◆ What is asked: Write out every line of the entries below again, requests included, and offset each x and y coordinate in the answers by adding 30 to it. Leave the pictures out.
--- START OF Dataset excerpts ---
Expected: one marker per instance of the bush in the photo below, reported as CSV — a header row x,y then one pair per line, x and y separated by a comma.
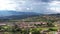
x,y
51,29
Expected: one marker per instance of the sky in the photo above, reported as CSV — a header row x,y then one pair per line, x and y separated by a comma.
x,y
40,6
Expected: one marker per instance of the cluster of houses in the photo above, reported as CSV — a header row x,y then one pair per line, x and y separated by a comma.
x,y
30,24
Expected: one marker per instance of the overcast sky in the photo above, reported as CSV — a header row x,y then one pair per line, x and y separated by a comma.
x,y
40,6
--- END OF Dataset excerpts ---
◆ Response below:
Expected: one marker per instance of the bush in the photo below, reported as CSV — a header row x,y then one pair per line, x and y separated by a comma.
x,y
81,59
Expected: one marker per instance of the sky in the photo above, reported as CSV — a header row x,y then one pair per line, x and y separated by a comma.
x,y
70,36
Expected: one marker per instance of the cluster of houses in the photo above, reported as CSV — a header row x,y then one pair per line, x and y separated by a comma.
x,y
60,54
Expected: one marker per instance of the overcast sky in the photo above, reported as CSV — a header row x,y then one pair per line, x and y separated by a comma.
x,y
70,36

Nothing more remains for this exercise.